Data records |
▼▼▼

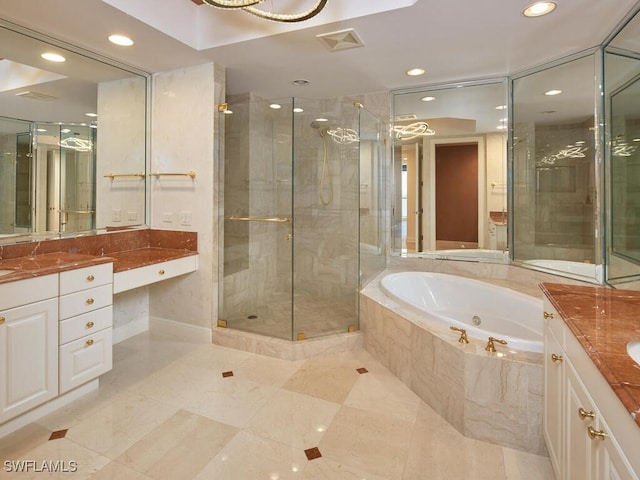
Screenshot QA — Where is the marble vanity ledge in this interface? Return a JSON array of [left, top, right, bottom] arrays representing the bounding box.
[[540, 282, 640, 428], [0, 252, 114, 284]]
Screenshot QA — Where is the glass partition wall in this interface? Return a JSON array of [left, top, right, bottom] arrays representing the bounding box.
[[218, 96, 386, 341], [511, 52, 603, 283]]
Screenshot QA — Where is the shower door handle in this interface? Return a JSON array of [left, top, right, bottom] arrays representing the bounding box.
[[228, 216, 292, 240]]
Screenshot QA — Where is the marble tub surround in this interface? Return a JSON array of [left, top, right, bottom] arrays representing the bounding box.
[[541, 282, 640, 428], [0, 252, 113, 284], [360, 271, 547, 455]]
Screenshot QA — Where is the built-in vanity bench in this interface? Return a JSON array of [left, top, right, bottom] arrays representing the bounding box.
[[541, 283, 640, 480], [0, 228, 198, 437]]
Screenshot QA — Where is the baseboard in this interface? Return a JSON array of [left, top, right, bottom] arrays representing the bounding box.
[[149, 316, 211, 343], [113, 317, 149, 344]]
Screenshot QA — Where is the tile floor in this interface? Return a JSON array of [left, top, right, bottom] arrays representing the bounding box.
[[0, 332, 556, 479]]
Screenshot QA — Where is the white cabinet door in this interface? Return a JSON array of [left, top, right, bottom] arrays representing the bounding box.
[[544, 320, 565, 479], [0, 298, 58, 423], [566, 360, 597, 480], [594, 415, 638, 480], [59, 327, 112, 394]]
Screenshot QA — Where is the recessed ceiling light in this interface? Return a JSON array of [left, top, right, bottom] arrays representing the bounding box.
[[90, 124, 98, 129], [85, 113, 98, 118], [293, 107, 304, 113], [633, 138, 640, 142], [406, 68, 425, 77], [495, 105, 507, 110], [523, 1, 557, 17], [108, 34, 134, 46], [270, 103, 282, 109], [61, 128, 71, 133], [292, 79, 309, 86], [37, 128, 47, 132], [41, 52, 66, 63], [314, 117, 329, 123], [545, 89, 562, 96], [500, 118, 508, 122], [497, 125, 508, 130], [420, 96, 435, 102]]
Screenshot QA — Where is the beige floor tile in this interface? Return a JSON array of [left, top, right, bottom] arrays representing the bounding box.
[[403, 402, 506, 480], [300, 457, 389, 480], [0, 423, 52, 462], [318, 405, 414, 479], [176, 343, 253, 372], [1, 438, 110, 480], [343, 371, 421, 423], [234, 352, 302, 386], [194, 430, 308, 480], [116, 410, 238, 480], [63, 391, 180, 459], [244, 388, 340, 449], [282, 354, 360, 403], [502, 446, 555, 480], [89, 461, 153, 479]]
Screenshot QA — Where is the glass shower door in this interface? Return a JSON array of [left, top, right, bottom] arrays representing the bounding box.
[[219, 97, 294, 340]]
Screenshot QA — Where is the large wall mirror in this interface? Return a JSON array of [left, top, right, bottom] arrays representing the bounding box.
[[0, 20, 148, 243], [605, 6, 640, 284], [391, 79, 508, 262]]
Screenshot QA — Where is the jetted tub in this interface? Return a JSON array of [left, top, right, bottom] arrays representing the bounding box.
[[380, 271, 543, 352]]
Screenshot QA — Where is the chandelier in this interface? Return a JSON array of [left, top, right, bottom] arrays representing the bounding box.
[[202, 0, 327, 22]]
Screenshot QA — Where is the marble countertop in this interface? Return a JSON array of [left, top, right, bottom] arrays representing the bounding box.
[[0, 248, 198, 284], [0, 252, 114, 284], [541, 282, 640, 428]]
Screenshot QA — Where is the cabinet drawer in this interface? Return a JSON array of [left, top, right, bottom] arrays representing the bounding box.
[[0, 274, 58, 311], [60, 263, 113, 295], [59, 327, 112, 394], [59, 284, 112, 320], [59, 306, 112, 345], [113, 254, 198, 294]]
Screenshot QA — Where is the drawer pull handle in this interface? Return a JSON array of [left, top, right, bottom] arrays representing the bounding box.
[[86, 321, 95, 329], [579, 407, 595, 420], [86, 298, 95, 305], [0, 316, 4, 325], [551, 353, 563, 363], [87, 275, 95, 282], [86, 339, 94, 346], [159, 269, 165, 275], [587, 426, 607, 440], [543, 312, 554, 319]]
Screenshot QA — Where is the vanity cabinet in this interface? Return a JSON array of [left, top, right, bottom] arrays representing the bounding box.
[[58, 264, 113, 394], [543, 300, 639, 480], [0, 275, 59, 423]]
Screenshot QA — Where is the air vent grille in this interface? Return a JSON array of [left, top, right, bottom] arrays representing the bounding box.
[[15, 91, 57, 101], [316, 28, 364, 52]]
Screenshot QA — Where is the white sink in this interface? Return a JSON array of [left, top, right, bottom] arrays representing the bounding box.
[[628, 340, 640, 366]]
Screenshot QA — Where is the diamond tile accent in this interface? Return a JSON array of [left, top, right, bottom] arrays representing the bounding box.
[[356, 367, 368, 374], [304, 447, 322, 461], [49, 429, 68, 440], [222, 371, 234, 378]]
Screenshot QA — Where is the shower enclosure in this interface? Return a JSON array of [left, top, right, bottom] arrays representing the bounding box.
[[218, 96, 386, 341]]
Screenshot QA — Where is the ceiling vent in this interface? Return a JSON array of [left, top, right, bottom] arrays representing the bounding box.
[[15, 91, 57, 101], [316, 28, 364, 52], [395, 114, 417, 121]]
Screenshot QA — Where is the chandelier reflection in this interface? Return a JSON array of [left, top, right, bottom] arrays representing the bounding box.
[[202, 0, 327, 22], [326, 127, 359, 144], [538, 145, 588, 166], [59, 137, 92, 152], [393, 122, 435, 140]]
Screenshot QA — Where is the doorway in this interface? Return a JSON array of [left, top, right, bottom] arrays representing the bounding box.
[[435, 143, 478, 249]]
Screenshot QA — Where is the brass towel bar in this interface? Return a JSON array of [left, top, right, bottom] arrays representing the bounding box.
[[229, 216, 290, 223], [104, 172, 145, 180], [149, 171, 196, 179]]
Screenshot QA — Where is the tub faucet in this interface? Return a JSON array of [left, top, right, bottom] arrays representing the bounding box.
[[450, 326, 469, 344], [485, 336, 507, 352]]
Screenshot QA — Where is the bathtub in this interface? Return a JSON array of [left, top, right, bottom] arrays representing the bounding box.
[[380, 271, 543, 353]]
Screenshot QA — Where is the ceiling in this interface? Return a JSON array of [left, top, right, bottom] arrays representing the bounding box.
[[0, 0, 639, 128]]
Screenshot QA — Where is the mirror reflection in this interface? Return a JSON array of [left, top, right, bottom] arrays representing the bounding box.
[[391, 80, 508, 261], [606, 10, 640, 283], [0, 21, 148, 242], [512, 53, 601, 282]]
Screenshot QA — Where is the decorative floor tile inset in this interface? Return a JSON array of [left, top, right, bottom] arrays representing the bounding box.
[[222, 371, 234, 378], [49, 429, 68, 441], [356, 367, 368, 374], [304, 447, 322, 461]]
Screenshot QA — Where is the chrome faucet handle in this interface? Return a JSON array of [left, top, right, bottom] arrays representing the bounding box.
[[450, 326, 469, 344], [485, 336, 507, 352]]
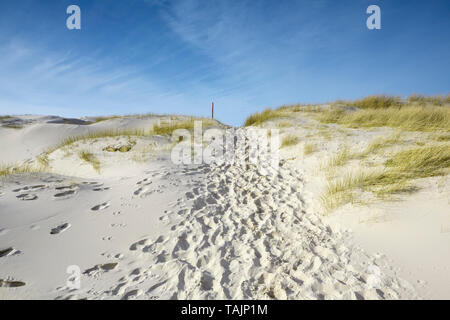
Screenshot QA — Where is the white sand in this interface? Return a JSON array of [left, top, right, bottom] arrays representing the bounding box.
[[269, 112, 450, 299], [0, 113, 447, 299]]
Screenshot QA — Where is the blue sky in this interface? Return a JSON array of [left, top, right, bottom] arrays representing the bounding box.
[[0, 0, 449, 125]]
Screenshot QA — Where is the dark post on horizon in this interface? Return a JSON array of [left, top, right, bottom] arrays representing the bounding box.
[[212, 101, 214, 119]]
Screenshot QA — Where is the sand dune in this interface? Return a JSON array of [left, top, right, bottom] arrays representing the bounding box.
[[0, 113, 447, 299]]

▲▲▲

Work request |
Write out the listing again word for word, but without its pictures.

Answer box |
Screenshot QA — Where is the marble vanity ledge in this interface? Return a JSON array of [left, top, right, bottom] arrays representing the bounding box.
[[540, 282, 640, 428], [0, 252, 114, 284]]
Screenshot QA — Where is the glass partition wall in this interface? Return a JSON array of [left, top, right, bottom] arrays representing the bounding box.
[[218, 96, 386, 341], [511, 52, 603, 283]]
Screenshot QA — Where is the shower door handle in this interface? Return a JSON array of [left, top, right, bottom] arrays representing the bounding box.
[[228, 216, 292, 240]]
Screenshot QA — Where is the marble tub surround in this interface? Return a JSON array of [left, top, right, bottom] arrays representing the bounding box.
[[541, 282, 640, 428], [0, 252, 113, 284], [360, 271, 547, 455]]
Screenshot QA — Where is the built-in vanity bench in this interface? Return a JSON array of [left, top, right, bottom] arrays representing the bounding box.
[[541, 283, 640, 480], [0, 228, 198, 437]]
Screenshot QA — Where is the baseboard in this interface? Return a JSON array of [left, top, right, bottom] arrays representing the bounding box.
[[149, 316, 211, 343], [113, 317, 149, 344]]
Screenshot QA — Where is the tile floor in this interface? Return a JSON array of [left, top, right, bottom] arrays representing the bounding box.
[[0, 332, 556, 479]]
Screenshot QA — Where is the white cabinet door in this interface? Return a JSON array of [left, top, right, bottom] arrays representing the bounding box.
[[544, 320, 565, 479], [0, 298, 58, 423], [566, 360, 597, 480], [594, 415, 638, 480], [59, 327, 112, 394]]
Screenshot QA — Where is the recessed ceiling light in this interface? Return a JSON array of [left, top, right, bottom] arrays representing the bounding box.
[[90, 124, 98, 129], [85, 113, 98, 118], [293, 107, 304, 113], [633, 138, 640, 142], [406, 68, 425, 77], [495, 105, 507, 110], [523, 1, 557, 17], [108, 34, 134, 46], [270, 103, 282, 109], [61, 128, 71, 133], [292, 79, 309, 86], [37, 128, 47, 132], [41, 52, 66, 63], [314, 117, 329, 123], [545, 89, 562, 96], [500, 118, 508, 122], [497, 125, 508, 130], [420, 96, 435, 102]]
Screenshot QA — Where is the beige floor tile in this interface? Return a JSON array of [left, top, right, bottom] arrays representing the bounding box.
[[403, 402, 506, 480], [300, 457, 389, 480], [0, 423, 52, 462], [318, 405, 414, 479], [176, 343, 253, 372], [1, 438, 110, 480], [343, 371, 421, 423], [234, 352, 302, 386], [194, 430, 308, 480], [116, 410, 238, 480], [63, 391, 180, 459], [244, 388, 340, 449], [282, 354, 360, 403], [502, 446, 555, 480], [89, 461, 153, 479]]
Screenshot QA — Where is the glass shower door in this interface? Return a JSON array of [left, top, right, bottom] arrays representing the bounding box.
[[219, 97, 294, 340]]
Screenshot QA — Where is the large wall mirror in this interface? Return a JSON array of [left, top, right, bottom] arrays representing the bounding box.
[[0, 20, 148, 243], [605, 6, 640, 284], [391, 79, 508, 262]]
Screenshot QA — Where is the jetted tub in this interface? Return a JSON array of [left, top, right, bottom] arrays representing the bounding box.
[[380, 271, 543, 352]]
Screenshot QA — Where is the chandelier in this interface? Return a JSON array of [left, top, right, bottom] arrays representing the bounding box.
[[202, 0, 327, 22]]
Screenshot QA — Where is the marble countertop in this interface? Return a JSON array of [left, top, right, bottom] arrays representing the bounding box.
[[0, 248, 198, 284], [0, 252, 114, 284], [541, 282, 640, 428]]
Screenshot QA — Where is the cabinet drawer in this interface? Return a JSON array of [left, top, right, bottom] arrays representing the bounding box.
[[0, 274, 58, 311], [60, 263, 113, 295], [59, 327, 112, 394], [59, 284, 112, 320], [59, 306, 112, 345], [113, 254, 198, 294]]
Screenshot QA — Where is the drawer pull handle in this interface? Return a JSON array of [left, top, right, bottom] arrays representing the bounding box.
[[86, 321, 95, 329], [579, 407, 595, 420], [86, 298, 95, 305], [0, 316, 4, 325], [551, 353, 563, 363], [87, 275, 95, 282], [86, 339, 94, 346], [159, 269, 165, 275], [587, 426, 607, 440], [543, 312, 554, 319]]
Screenshot QA — Where is the vanity cabinet in this interface? Return a JSON array of [left, top, right, bottom] arrays representing the bounding box.
[[58, 264, 113, 394], [543, 300, 639, 480], [0, 275, 59, 423]]
Screenshot QA — Where is the air vent grille in this interface? Return a JSON array of [left, top, right, bottom] arrays representing the bounding box.
[[15, 91, 57, 101], [316, 28, 364, 52]]
Screenshot QA — Where is the white sink in this interface? Return a JSON array of [left, top, right, bottom] arrays representing the bounding box.
[[628, 340, 640, 366]]
Screenshot QA — Where is the diamond tile accent in this interface? Return a JSON array of [left, top, right, bottom] arrays representing the bounding box.
[[356, 367, 368, 374], [304, 447, 322, 461], [49, 429, 68, 440], [222, 371, 234, 378]]
Screenshot QA — Where is the shower enclosure in this interface? Return a JSON array of [left, top, right, bottom] arrays representing the bounding box.
[[218, 96, 386, 341]]
Screenshot QA — Where is the ceiling vent in this interface? Return a JSON array of [left, top, right, bottom] arrays representing the bounding box.
[[15, 91, 57, 101], [316, 28, 364, 52], [395, 114, 417, 121]]
Screenshot QA — Where is the chandelier reflection in this interface? Return a JSON array of [left, top, right, bottom] arrays representing the bounding box.
[[202, 0, 327, 22], [326, 127, 359, 144], [538, 145, 588, 166], [59, 137, 92, 152], [393, 122, 435, 140]]
Screenshot QA — Where is the doorway in this interface? Return a JSON array of [left, top, right, bottom] arrays representing the bounding box.
[[435, 143, 478, 249]]
Screenshot QA — Where is the brass towel bar in this interface? Return a JSON array of [left, top, right, bottom] arrays representing the bounding box.
[[229, 216, 290, 223], [104, 172, 145, 180], [149, 171, 196, 179]]
Screenshot QA — Where is the tub faucet in this interface? Return a JSON array of [left, top, right, bottom] arrays representing the bounding box.
[[450, 326, 469, 344], [485, 336, 507, 352]]
Screenshot QA — Where is the bathtub in this interface? Return a JSON array of [left, top, right, bottom] arrays representing the bounding box.
[[380, 271, 543, 353]]
Screenshot QA — Where is the ceiling in this interface? Return a JSON array of [left, top, right, bottom] arrays representing the bounding box.
[[0, 0, 639, 128]]
Screenshot QA — Where is the mirror reflection in this interface? Return a JSON array of [left, top, right, bottom] arrays representing the bounding box.
[[391, 80, 508, 261], [606, 10, 640, 283], [0, 21, 148, 242], [512, 53, 601, 282]]
Screenshot QA — Where is the decorative floor tile inset in this interface? Return a JSON array of [left, top, right, bottom] arrays representing the bounding box.
[[222, 371, 234, 378], [49, 429, 68, 441], [356, 367, 368, 374], [304, 447, 322, 461]]
Screenshot QA — Where is the chrome faucet handle in this interface? Return a JSON array of [left, top, right, bottom] arrays representing the bounding box.
[[450, 326, 469, 344], [485, 336, 507, 352]]
Screenshot QA — Where is the white sand in this interface? Return a JSON array of [left, top, right, bottom] arrays representing the bounding box.
[[269, 112, 450, 299], [0, 113, 447, 299]]
Screenshot QA — Where is the blue sky in this interface? Return a JSON array of [left, top, right, bottom] arrays representing the bounding box.
[[0, 0, 449, 125]]
Screenshot QA — Where is the dark post on horizon in this interface? Return a JSON array of [left, top, right, bottom] arrays representing the bounding box.
[[212, 101, 214, 119]]
Screenshot QA — Where is the sand dune in this interface? Return a JSON array of [left, top, right, bottom] arrays representing the bounding box.
[[0, 113, 447, 299]]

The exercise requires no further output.